Show every line of the records that contains the word "field", copying each one in full.

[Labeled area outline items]
####

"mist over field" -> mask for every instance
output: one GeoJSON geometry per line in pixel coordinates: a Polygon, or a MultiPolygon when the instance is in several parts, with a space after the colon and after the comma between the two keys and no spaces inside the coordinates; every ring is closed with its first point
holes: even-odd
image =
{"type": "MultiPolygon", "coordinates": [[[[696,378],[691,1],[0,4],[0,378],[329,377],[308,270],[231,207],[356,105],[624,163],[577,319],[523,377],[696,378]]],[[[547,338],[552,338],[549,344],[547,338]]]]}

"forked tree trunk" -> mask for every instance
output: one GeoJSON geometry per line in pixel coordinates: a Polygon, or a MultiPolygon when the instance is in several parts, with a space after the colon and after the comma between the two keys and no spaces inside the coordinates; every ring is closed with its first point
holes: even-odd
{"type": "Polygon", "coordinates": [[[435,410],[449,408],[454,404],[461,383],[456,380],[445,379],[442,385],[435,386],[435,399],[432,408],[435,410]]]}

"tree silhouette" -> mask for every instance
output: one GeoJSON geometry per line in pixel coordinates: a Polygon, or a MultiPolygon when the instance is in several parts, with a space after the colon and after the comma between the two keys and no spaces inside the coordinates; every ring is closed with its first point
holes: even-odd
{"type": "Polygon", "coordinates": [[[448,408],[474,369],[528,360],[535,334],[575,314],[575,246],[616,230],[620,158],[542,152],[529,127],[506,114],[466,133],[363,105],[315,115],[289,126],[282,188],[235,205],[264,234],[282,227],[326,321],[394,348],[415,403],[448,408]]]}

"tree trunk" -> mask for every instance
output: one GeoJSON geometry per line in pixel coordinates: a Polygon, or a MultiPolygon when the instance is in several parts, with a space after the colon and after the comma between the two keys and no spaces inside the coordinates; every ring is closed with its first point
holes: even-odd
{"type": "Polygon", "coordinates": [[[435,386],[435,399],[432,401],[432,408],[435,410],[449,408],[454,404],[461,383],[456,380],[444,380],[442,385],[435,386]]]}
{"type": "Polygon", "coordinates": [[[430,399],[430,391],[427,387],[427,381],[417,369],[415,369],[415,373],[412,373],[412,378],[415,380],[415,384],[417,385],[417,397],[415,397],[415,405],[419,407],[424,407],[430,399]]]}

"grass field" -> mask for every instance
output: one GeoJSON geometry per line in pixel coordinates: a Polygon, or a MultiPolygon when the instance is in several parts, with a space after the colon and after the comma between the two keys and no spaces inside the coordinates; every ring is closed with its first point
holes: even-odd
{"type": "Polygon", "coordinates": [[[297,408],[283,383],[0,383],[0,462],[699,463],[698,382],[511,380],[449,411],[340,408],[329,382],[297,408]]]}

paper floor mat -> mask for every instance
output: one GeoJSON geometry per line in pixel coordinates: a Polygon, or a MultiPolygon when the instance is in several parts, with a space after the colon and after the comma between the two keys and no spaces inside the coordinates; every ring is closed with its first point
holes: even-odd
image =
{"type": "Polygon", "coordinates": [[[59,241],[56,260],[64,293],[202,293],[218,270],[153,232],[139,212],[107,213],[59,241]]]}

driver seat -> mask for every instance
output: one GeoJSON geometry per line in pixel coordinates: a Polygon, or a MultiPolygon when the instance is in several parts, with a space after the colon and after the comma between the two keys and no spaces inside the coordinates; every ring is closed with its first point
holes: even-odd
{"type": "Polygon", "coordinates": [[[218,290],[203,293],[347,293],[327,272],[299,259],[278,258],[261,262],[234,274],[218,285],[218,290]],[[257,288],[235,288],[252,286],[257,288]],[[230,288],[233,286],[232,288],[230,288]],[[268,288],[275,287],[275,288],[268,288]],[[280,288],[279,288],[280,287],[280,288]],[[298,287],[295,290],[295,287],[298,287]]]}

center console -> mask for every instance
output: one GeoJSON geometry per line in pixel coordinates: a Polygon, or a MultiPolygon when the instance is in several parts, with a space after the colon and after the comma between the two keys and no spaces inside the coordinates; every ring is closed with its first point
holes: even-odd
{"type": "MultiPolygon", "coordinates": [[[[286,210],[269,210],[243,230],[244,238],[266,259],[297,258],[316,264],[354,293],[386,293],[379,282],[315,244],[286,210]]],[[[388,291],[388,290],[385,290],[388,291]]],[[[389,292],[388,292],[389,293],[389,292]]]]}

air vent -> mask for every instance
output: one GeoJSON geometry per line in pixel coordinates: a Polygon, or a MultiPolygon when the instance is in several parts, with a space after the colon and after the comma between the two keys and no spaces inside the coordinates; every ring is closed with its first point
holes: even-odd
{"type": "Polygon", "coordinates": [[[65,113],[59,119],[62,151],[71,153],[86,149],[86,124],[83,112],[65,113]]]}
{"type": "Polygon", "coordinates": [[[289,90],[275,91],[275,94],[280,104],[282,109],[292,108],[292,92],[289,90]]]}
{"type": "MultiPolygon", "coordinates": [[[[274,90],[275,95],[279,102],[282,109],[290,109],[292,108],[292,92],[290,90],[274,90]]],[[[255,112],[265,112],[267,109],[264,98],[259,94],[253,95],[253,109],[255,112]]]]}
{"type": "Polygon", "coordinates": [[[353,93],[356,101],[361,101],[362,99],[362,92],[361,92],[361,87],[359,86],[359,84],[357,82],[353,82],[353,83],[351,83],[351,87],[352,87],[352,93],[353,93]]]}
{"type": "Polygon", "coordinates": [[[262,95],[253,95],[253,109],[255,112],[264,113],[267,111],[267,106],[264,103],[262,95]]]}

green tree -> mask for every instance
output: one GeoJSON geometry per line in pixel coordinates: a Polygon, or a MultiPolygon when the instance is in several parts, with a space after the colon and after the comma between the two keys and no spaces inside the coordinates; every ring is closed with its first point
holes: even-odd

####

EXPECTED ANSWER:
"mist over field" -> mask for every instance
"grass field" -> mask for every instance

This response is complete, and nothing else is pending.